**Page extract**
══════
Our Milky Way Galaxy contains more than 10 billion sun's worth of material floating between the stars in what astronomers call the InterStellar Medium, or ISM for short.
Astronomers studying the gaseous matter in interstellar space find that it comes in many different varieties. They call these structures "clouds". Unlike the clouds on Earth, however, many of the forms of interstellar clouds are completely invisible to the human eye. We need telescopes which span the entire electromagnetic spectrum in order to study these giant clouds of gas. Radio telescopes, like these in the Sub-Millimeter Array on Mauna Kea, are especially useful.
Why the radio? Well, much of the interstellar medium is cold. Really cold. The gas in some giant molecular clouds has a temperature of only 20 or 30 Kelvin.
Q: What is the peak wavelength in the blackbody spectrum of radiation emitted by these cold clouds?
Astronomers studying the ISM have found that about 90% of its atoms are hydrogen. The hydrogen in the ISM can be found in different states:
Component Temperature Density State (K) (atoms/cm^3) ---------------------------------------------------------------------------- HI clouds 50 - 100 1 - 10^3 neutral atoms Molecular clouds 20 - 50 10^3 - 10^5 molecules WIM 10^3 - 10^4 0.01 partially ionized HII regions 10^4 10^2 - 10^4 mostly ionized Coronal gas 10^5 - 10^6 10^(-4) - 10^(-3) fully ionized -----------------------------------------------------------------------------
Scientists use roman numerals to indicate the degree of ionization of elements: a one, "I", means "not ionized at all", a two, "II", means "one electron has been removed," a three, "III", means "two electrons have been removed," and so forth. Portions of the ISM composed mainly of neutral hydrogen are therefore called "HI clouds." These clouds are cold (T = 50 - 100 K), and mildly dense (1 to 1000 atoms/cm^3). While they are numerous and can found throughout the disk of the galaxy, individual clouds are relatively small, extending only over a few parsecs.
══════
**Data for this task**
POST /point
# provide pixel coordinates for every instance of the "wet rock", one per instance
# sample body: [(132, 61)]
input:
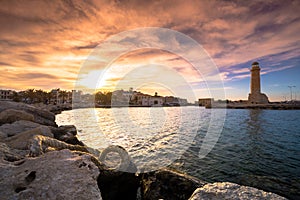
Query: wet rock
[(55, 175), (167, 184), (22, 140), (226, 190), (12, 115), (18, 127), (66, 133), (40, 116), (10, 155), (2, 136), (115, 185)]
══════
**To-do list**
(A) Answer these questions from the interstellar medium text:
(i) About what percentage of the atoms in the ISM are hydrogen?
(ii) What temperature does the gas in some giant molecular clouds have?
(iii) What does the roman numeral "II" mean when it marks an element's degree of ionization?
(B) Pull out every line of the records that contains the string "rock". Case counts.

**Exercise solutions**
(A)
(i) About 90%.
(ii) Only 20 or 30 Kelvin.
(iii) One electron has been removed.

(B)
# provide pixel coordinates for every instance of the "wet rock", one per instance
Query: wet rock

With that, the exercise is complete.